Request ▸ Repeat every one of the lines below word for word, but leave the pictures out of your answer.

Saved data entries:
--- START ---

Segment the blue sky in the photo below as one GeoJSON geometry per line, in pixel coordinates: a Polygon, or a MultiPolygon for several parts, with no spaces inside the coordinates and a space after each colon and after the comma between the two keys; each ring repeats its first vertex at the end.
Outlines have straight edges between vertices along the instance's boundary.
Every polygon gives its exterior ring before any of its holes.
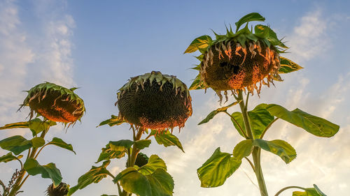
{"type": "MultiPolygon", "coordinates": [[[[127,126],[100,127],[102,121],[118,114],[116,91],[132,76],[152,70],[176,75],[189,86],[197,73],[188,68],[197,63],[191,54],[183,54],[192,40],[213,36],[210,29],[224,33],[229,24],[251,12],[258,12],[279,37],[285,36],[290,54],[285,56],[304,69],[283,75],[284,82],[263,88],[251,107],[260,103],[299,107],[340,125],[330,139],[316,138],[284,122],[276,122],[270,140],[290,143],[298,156],[286,165],[278,157],[262,154],[267,188],[273,195],[286,186],[312,186],[316,183],[328,195],[346,195],[350,191],[350,3],[346,1],[0,1],[0,126],[24,120],[28,110],[15,112],[27,96],[23,90],[43,81],[66,87],[79,86],[87,113],[82,123],[66,133],[52,128],[49,140],[62,137],[77,155],[48,147],[39,156],[42,164],[54,162],[64,181],[76,184],[88,171],[101,148],[110,140],[130,138],[127,126]],[[279,183],[276,183],[276,182],[279,183]]],[[[176,133],[186,153],[175,147],[152,144],[145,152],[163,158],[175,181],[174,195],[258,195],[255,176],[243,163],[219,188],[202,188],[196,169],[215,149],[230,152],[241,140],[229,119],[218,115],[210,123],[197,126],[206,114],[219,107],[209,90],[191,91],[193,114],[181,133],[176,133]]],[[[231,112],[238,108],[232,108],[231,112]]],[[[0,138],[25,130],[3,131],[0,138]]],[[[155,143],[155,141],[153,142],[155,143]]],[[[0,150],[0,156],[5,151],[0,150]]],[[[110,165],[113,174],[125,160],[110,165]]],[[[1,180],[10,177],[15,163],[0,163],[1,180]]],[[[41,195],[50,183],[38,176],[29,179],[24,195],[41,195]]],[[[76,192],[74,195],[116,194],[106,179],[76,192]]],[[[281,195],[290,195],[286,193],[281,195]]]]}

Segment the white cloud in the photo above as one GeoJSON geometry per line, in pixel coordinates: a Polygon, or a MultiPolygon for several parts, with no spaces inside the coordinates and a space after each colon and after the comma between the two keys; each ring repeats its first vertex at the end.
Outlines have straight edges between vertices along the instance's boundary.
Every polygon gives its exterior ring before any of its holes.
{"type": "MultiPolygon", "coordinates": [[[[0,121],[8,122],[22,100],[27,66],[34,54],[27,45],[17,6],[12,1],[0,2],[0,121]]],[[[23,115],[21,115],[23,116],[23,115]]]]}
{"type": "Polygon", "coordinates": [[[301,17],[300,25],[295,27],[288,36],[290,56],[298,62],[309,60],[328,50],[330,41],[327,36],[327,20],[322,9],[317,8],[301,17]]]}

--- END ---

Reply to the exercise ▸
Segment the blue sky in the photo below as one GeoJSON geometry per line, in pixel coordinates: a Polygon, or a MultiPolygon for several parts, with no spaces inside the coordinates and a space after each colon and after the comma between the two keys; each ring repeats its first vertex at the end.
Outlines have straight edges between vertices along the instance's boundary.
Every polygon gives its exterior ring before any of its holes.
{"type": "MultiPolygon", "coordinates": [[[[127,126],[100,127],[102,121],[118,114],[116,91],[132,76],[152,70],[176,75],[189,86],[197,73],[188,68],[197,63],[191,54],[183,54],[192,40],[213,36],[210,29],[224,33],[229,24],[251,12],[258,12],[279,37],[285,36],[290,54],[285,56],[304,69],[283,75],[284,82],[263,88],[251,107],[260,103],[299,107],[340,125],[330,139],[316,138],[284,122],[276,122],[270,140],[290,143],[298,156],[286,165],[278,157],[262,154],[267,188],[273,195],[286,186],[312,186],[316,183],[328,195],[346,195],[350,191],[350,3],[346,1],[0,1],[0,126],[24,120],[28,110],[15,112],[27,96],[23,90],[43,81],[66,87],[79,86],[87,113],[82,123],[66,133],[52,128],[49,140],[62,137],[77,155],[48,147],[39,156],[42,164],[54,162],[64,181],[76,184],[88,171],[101,148],[110,140],[130,138],[127,126]],[[279,183],[276,183],[276,182],[279,183]]],[[[176,133],[186,153],[175,147],[152,144],[145,152],[163,158],[175,181],[174,195],[258,195],[255,176],[243,163],[219,188],[202,188],[196,169],[215,149],[230,152],[241,140],[229,119],[218,115],[210,123],[197,126],[206,114],[219,107],[209,90],[191,91],[193,114],[181,133],[176,133]]],[[[231,112],[238,108],[232,108],[231,112]]],[[[0,138],[25,130],[3,131],[0,138]]],[[[155,143],[155,141],[153,142],[155,143]]],[[[0,150],[0,156],[5,151],[0,150]]],[[[110,165],[113,174],[125,160],[110,165]]],[[[1,180],[10,177],[15,163],[0,163],[1,180]]],[[[41,195],[50,183],[38,176],[29,179],[24,195],[41,195]]],[[[76,192],[74,195],[116,194],[106,179],[76,192]]],[[[281,195],[290,195],[286,193],[281,195]]]]}

Segment the white cloud in the photo above as one GeoJSON geometry per line, in pixel coordinates: a Polygon, or a MultiPolygon for several parts, with no spaces inside the coordinates and a space after each colon and after the comma between the two keys; each ring repeats its first vertex at the end.
Outlines have straight edges between vertices along the instance's boundary.
Every polygon gives its exterior ring before any of its holes.
{"type": "MultiPolygon", "coordinates": [[[[0,121],[8,122],[22,100],[27,66],[34,54],[27,45],[17,6],[12,1],[0,2],[0,121]]],[[[23,115],[21,115],[23,116],[23,115]]]]}
{"type": "Polygon", "coordinates": [[[301,17],[300,25],[295,27],[288,36],[290,56],[298,62],[309,60],[328,50],[330,41],[327,36],[327,20],[322,9],[317,8],[301,17]]]}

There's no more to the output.